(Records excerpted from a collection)

=== Begin Enclosure ===

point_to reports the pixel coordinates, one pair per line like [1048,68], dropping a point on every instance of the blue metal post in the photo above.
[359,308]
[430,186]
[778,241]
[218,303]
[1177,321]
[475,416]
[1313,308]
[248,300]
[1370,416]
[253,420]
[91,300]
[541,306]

=== End Enclosure ===

## WHAT THE TASK ASKS
Write out the records again, exactly as given.

## ANSWER TO THIS PROBLEM
point_to reports the pixel coordinates, one pair per line like [1048,68], dropping a point on every instance of the blue metal post in the photo above.
[359,308]
[430,186]
[778,241]
[218,303]
[1177,321]
[475,416]
[1313,308]
[248,300]
[1370,416]
[253,420]
[91,300]
[541,306]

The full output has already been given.